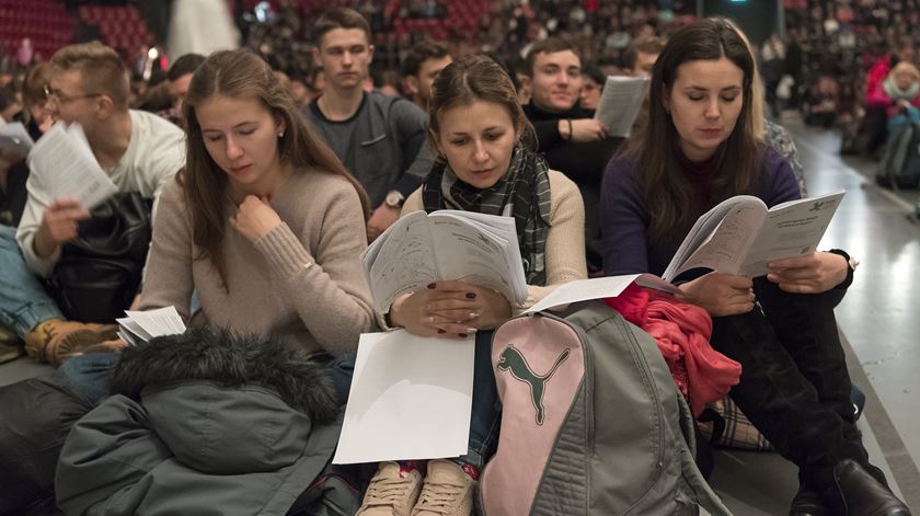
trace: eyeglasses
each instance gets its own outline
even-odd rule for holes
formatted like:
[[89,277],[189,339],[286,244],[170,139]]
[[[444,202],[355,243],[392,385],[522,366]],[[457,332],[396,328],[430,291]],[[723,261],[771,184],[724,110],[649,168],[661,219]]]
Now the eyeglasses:
[[103,93],[87,93],[85,95],[65,95],[64,93],[51,89],[50,85],[45,84],[45,96],[48,98],[49,101],[54,101],[57,104],[69,104],[73,101],[79,101],[80,99],[90,99],[93,96],[100,96]]

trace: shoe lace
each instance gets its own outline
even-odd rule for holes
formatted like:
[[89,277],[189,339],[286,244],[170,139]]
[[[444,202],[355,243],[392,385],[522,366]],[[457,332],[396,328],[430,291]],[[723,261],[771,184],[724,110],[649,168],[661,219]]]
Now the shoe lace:
[[448,514],[457,500],[463,495],[464,486],[446,483],[425,482],[422,494],[415,504],[416,509]]
[[368,505],[394,506],[411,489],[411,479],[373,479],[367,489]]

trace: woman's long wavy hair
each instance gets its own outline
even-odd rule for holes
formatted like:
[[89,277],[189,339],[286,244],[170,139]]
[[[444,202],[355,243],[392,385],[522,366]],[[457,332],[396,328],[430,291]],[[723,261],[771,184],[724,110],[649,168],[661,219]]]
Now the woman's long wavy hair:
[[432,98],[428,100],[428,144],[432,149],[438,148],[441,115],[450,108],[469,106],[475,101],[504,107],[521,142],[528,149],[536,147],[533,126],[520,107],[511,78],[491,57],[471,55],[448,65],[432,85]]
[[272,68],[249,50],[216,51],[195,71],[183,103],[187,145],[185,170],[180,175],[180,183],[192,213],[193,240],[202,249],[195,260],[210,260],[225,286],[227,266],[220,244],[227,227],[225,203],[229,195],[229,180],[205,148],[196,113],[197,106],[216,95],[258,99],[274,116],[285,122],[284,136],[278,138],[279,161],[291,164],[295,173],[314,169],[347,179],[358,192],[367,219],[370,207],[364,187],[345,170],[335,152],[315,136]]
[[639,170],[646,203],[649,240],[669,240],[689,230],[702,214],[691,213],[693,185],[681,172],[680,135],[665,108],[680,65],[727,58],[744,72],[743,105],[735,127],[715,152],[709,205],[739,194],[752,194],[759,184],[763,145],[755,136],[751,83],[755,64],[744,39],[721,18],[700,20],[668,41],[652,71],[648,119],[624,146]]

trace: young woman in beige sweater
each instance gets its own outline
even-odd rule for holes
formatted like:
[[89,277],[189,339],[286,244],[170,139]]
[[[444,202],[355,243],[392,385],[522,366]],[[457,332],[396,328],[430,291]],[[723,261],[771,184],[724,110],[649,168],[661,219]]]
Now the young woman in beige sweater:
[[364,190],[254,54],[211,55],[184,110],[186,168],[158,207],[140,309],[189,319],[194,290],[209,324],[354,352],[375,326]]
[[[364,190],[254,54],[212,54],[184,110],[186,167],[160,196],[138,309],[174,306],[186,322],[306,351],[331,363],[344,400],[358,335],[376,326]],[[62,374],[95,405],[117,354],[78,358]]]
[[[514,85],[487,57],[464,57],[435,79],[429,140],[440,159],[403,215],[462,209],[515,218],[528,299],[513,306],[502,294],[460,280],[433,283],[396,299],[392,326],[425,336],[476,333],[469,451],[455,460],[382,462],[358,512],[363,516],[468,515],[479,470],[498,437],[491,331],[552,289],[587,276],[585,213],[575,184],[549,170],[524,136],[532,129]],[[423,481],[424,477],[424,481]]]

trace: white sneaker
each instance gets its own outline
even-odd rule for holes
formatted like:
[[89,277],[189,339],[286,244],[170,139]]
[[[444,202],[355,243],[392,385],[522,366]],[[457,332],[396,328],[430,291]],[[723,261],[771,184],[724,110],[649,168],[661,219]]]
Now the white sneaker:
[[428,474],[411,516],[470,516],[476,482],[456,462],[428,461]]
[[355,516],[410,516],[422,491],[422,473],[400,472],[395,462],[380,462]]

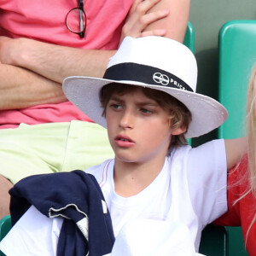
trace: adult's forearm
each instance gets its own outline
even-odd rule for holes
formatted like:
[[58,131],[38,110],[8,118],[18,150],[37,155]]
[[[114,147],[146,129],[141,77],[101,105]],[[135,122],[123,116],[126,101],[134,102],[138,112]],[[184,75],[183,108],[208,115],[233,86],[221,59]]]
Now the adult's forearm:
[[65,101],[60,84],[26,69],[0,63],[0,110]]
[[57,83],[68,76],[102,78],[115,51],[82,49],[27,38],[8,39],[1,49],[3,63],[22,67]]
[[190,0],[160,0],[149,12],[167,9],[169,15],[149,24],[145,31],[166,28],[165,37],[183,42],[189,18]]

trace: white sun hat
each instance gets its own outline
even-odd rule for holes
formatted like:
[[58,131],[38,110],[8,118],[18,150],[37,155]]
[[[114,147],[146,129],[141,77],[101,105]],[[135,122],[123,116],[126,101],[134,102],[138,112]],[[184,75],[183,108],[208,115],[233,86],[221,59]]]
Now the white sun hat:
[[[126,37],[110,59],[103,79],[68,77],[63,81],[67,98],[96,123],[107,127],[100,102],[102,88],[110,83],[160,90],[183,102],[192,115],[186,138],[218,127],[228,117],[224,107],[196,93],[197,64],[183,44],[162,37]],[[118,86],[118,85],[117,85]]]

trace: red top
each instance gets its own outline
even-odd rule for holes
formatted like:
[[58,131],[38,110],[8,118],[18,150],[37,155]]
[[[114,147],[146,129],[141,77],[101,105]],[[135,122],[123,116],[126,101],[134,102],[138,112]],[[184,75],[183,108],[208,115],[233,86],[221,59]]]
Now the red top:
[[[225,226],[241,226],[246,247],[250,256],[256,255],[256,221],[250,228],[256,213],[255,196],[250,192],[239,200],[250,188],[247,157],[229,172],[228,212],[214,224]],[[250,229],[249,229],[250,228]],[[247,233],[247,231],[249,232]]]

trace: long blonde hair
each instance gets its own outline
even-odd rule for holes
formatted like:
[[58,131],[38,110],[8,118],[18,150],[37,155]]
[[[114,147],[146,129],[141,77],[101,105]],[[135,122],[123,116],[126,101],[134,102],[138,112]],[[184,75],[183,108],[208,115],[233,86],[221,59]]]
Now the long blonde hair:
[[[256,198],[256,64],[252,70],[247,87],[247,134],[248,170],[246,172],[246,175],[243,178],[249,179],[249,187],[248,189],[236,201],[236,202],[249,193],[252,193],[254,195],[254,198]],[[247,229],[245,243],[247,241],[249,231],[255,221],[256,214],[254,214],[254,217]]]
[[256,65],[253,68],[247,88],[247,124],[250,184],[253,194],[256,195]]

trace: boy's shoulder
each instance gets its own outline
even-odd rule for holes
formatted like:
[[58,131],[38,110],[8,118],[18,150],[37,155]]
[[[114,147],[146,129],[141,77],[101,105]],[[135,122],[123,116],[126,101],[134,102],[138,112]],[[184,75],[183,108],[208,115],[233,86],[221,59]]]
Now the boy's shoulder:
[[113,173],[113,159],[107,160],[100,165],[89,167],[84,172],[92,174],[99,183],[107,180],[108,177]]

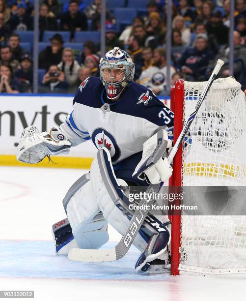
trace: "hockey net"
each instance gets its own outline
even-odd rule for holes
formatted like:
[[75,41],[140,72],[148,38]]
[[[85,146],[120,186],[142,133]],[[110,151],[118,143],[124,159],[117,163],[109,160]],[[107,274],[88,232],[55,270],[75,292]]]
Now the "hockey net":
[[[171,100],[174,142],[205,84],[176,82]],[[245,185],[246,100],[241,87],[232,77],[215,81],[174,159],[169,185]],[[246,216],[172,216],[171,252],[173,274],[246,273]]]

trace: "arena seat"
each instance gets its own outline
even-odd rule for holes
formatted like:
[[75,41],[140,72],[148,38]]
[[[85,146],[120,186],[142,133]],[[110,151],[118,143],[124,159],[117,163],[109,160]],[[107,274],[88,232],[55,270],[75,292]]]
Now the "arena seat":
[[70,31],[45,31],[43,36],[43,42],[49,42],[50,39],[54,35],[59,33],[61,35],[64,42],[69,42],[70,39]]
[[45,69],[39,69],[38,70],[38,84],[40,84],[42,82],[42,80],[46,73]]
[[78,50],[81,52],[82,51],[83,49],[83,43],[64,43],[63,44],[63,48],[66,48],[69,47],[72,48],[74,50]]
[[20,43],[20,46],[27,52],[29,52],[29,53],[30,54],[31,53],[31,45],[28,42],[21,42],[21,43]]
[[147,4],[149,2],[149,0],[131,0],[128,1],[127,7],[147,8]]
[[129,24],[137,16],[137,8],[134,7],[117,7],[113,10],[113,14],[117,20],[117,31],[120,31],[120,24]]
[[51,46],[50,42],[40,42],[38,43],[38,53],[40,53],[41,51],[45,49],[48,46]]
[[26,31],[15,30],[15,33],[19,34],[21,42],[33,43],[34,33],[32,30],[27,30]]
[[100,37],[99,31],[75,31],[74,42],[83,43],[86,41],[93,41],[97,44],[100,41]]
[[115,7],[124,7],[125,0],[106,0],[107,5],[109,9],[111,10]]

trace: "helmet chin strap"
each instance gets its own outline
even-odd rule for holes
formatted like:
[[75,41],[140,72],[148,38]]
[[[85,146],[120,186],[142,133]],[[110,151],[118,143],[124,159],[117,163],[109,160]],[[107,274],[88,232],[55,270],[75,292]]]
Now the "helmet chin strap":
[[[119,94],[118,94],[117,95],[116,95],[115,97],[112,97],[114,95],[113,92],[112,92],[112,94],[111,94],[112,96],[111,96],[111,95],[110,94],[109,94],[109,93],[108,93],[108,91],[107,91],[107,89],[110,89],[110,87],[109,86],[109,87],[108,86],[106,86],[105,85],[105,83],[104,83],[104,86],[105,87],[105,88],[106,89],[106,94],[107,94],[107,97],[109,99],[116,99],[119,98],[119,97],[121,95],[121,93],[122,93],[122,92],[124,91],[124,90],[125,90],[125,88],[126,88],[126,87],[127,86],[127,83],[126,83],[126,82],[123,82],[122,83],[121,83],[121,84],[120,84],[119,85],[120,85],[121,86],[123,87],[123,89],[121,90],[120,91],[120,92],[119,93]],[[113,87],[113,86],[112,86],[112,88],[114,88],[114,87]],[[113,89],[112,89],[112,90]]]

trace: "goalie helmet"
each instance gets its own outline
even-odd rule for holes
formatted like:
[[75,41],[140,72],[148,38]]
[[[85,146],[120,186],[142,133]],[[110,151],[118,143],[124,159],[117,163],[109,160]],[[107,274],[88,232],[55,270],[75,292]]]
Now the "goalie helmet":
[[114,47],[108,51],[100,62],[100,79],[108,98],[119,96],[130,81],[133,80],[135,67],[130,56]]

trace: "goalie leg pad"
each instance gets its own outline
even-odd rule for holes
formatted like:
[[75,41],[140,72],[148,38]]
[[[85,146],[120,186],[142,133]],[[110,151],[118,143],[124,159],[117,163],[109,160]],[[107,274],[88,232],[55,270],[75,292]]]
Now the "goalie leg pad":
[[67,213],[79,247],[98,249],[108,241],[108,222],[96,201],[91,181],[71,197],[67,205]]
[[[104,148],[98,151],[91,165],[90,177],[93,190],[98,191],[97,202],[104,217],[123,235],[128,227],[134,212],[126,212],[127,206],[123,201],[125,198],[122,189],[119,187],[127,185],[124,180],[116,179],[110,155],[107,149]],[[165,216],[161,216],[161,218],[148,217],[146,220],[133,242],[141,252],[145,249],[153,235],[165,231],[164,224],[166,221],[170,222]]]

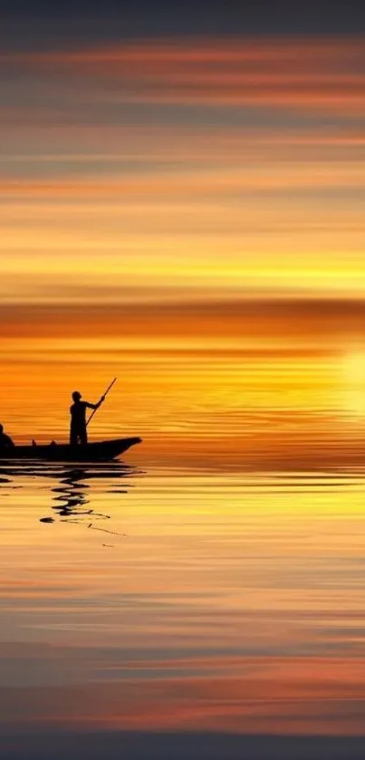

PROBLEM REQUIREMENTS: Rewrite as a numbered list the lines starting at the one containing "trace: shoe lace" and ending at the one containing "[[368,505],[394,506],[411,489],[411,479],[373,479],[367,489]]", both included, and drop any blank lines.

RESPONSE TO THIS EXERCISE:
1. trace: shoe lace
2. each instance gets its own outline
3. even-odd rule for holes
4. formatted like:
5. [[89,277],[189,339],[286,244],[170,139]]
6. [[[444,202],[355,243],[392,385],[522,366]],[[457,332],[396,328],[430,291]],[[723,261],[771,184],[724,110],[649,168],[661,219]]]
7. Now the shoe lace:
8. [[448,514],[457,500],[463,495],[464,486],[446,483],[425,482],[422,494],[415,504],[416,509]]
9. [[368,505],[394,506],[411,489],[411,479],[373,479],[367,489]]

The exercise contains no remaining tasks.